» WRITTEN TASK 1: Set down, word for word, the part of the Ollama passage below between "Ollama lets you" and "# Install (macOS)", inclusive.
* start SOURCE PASSAGE *
Ollama lets you run large language models locally — Llama 3, Mistral, Gemma, Phi — with a single command. No cloud, no API keys, no costs. Just ollama run llama3 and you have a local AI.
Quick Start
# Install (macOS)
brew install ollama
# Install (Linux)
curl -fsSL https://ollama.com/install.sh | sh
# Run a model
ollama run llama3.2
The REST API
Ollama exposes a local API at http://localhost:11434:
# Generate completion
curl http://localhost:11434/api/generate -d '{
"model": "llama3.2",
"prompt": "Explain quantum computing in 3 sentences",
"stream": false
}'
# Chat
curl http://localhost:11434/api/chat -d '{
"model": "llama3.2",
"messages": [
{"role": "system", "content": "You are a helpful assistant."},
{"role": "user", "content": "What is Docker?"}
],
"stream": false
}'
# List models
curl http://localhost:11434/api/tags
# Model info
curl http://localhost:11434/api/show -d '{"name": "llama3.2"}'
Popular Models
# Meta Llama 3.2 (3B — runs on laptop)
ollama pull llama3.2
# Mistral (7B — great for coding)
ollama pull mistral
# Google Gemma 2 (9B)
ollama pull gemma2
# Microsoft Phi-3 (3.8B — small and fast)
ollama pull phi3
# Code Llama (code generation)
ollama pull codellama
# DeepSeek Coder V2
ollama pull deepseek-coder-v2
Using from JavaScript
const response = await fetch('http://localhost:11434/api/chat', {
method: 'POST',
body: JSON.stringify({
model: 'llama3.2',
messages: [{ role: 'user', content: 'Write a haiku about coding' }],
stream: false,
}),
});
const data = await response.json();
console.log(data.message.content);
Using from Python
import requests
response = requests.post('http://localhost:11434/api/chat', json={
'model': 'llama3.2',
'messages': [{'role': 'user', 'content': 'Explain REST APIs'}],
'stream': False,
})
* end SOURCE PASSAGE *
» WRITTEN TASK 2: Return every line of the rows below that contains the string "instance". Case counts.
* start THE INPUT *
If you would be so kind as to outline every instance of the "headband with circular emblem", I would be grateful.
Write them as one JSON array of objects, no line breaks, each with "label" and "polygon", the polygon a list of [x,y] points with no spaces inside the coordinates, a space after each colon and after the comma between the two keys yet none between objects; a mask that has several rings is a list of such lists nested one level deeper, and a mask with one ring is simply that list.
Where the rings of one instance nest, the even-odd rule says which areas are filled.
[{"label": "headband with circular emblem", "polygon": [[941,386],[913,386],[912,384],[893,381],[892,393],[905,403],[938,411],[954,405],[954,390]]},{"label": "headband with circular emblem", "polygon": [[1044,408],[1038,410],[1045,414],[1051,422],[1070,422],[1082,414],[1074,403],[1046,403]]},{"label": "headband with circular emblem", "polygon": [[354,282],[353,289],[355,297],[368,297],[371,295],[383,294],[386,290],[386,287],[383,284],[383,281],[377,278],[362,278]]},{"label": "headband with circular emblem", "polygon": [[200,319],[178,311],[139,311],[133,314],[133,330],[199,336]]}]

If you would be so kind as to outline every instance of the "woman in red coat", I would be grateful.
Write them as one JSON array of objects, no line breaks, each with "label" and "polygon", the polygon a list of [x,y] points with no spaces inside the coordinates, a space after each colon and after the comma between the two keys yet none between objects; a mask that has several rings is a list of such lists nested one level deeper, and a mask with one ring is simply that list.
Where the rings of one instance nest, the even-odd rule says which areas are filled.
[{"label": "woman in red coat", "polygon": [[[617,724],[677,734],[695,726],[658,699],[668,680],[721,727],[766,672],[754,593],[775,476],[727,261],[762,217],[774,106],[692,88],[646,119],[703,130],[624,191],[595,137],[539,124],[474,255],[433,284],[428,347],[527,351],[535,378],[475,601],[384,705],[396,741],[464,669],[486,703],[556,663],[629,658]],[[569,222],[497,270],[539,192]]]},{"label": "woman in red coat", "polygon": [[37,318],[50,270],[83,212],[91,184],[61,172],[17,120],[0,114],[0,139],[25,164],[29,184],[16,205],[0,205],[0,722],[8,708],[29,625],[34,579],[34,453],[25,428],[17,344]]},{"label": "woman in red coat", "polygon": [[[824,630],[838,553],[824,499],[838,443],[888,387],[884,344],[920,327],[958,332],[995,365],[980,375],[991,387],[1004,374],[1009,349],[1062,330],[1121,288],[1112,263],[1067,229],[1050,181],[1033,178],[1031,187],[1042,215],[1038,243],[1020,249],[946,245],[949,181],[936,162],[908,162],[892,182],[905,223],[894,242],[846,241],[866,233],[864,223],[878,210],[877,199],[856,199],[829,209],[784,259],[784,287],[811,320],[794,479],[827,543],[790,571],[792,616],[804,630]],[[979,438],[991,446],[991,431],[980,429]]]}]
* end THE INPUT *
» FINISHED ANSWER 1:
Ollama lets you run large language models locally — Llama 3, Mistral, Gemma, Phi — with a single command. No cloud, no API keys, no costs. Just ollama run llama3 and you have a local AI.
Quick Start
# Install (macOS)

» FINISHED ANSWER 2:
If you would be so kind as to outline every instance of the "headband with circular emblem", I would be grateful.
Where the rings of one instance nest, the even-odd rule says which areas are filled.
If you would be so kind as to outline every instance of the "woman in red coat", I would be grateful.
Where the rings of one instance nest, the even-odd rule says which areas are filled.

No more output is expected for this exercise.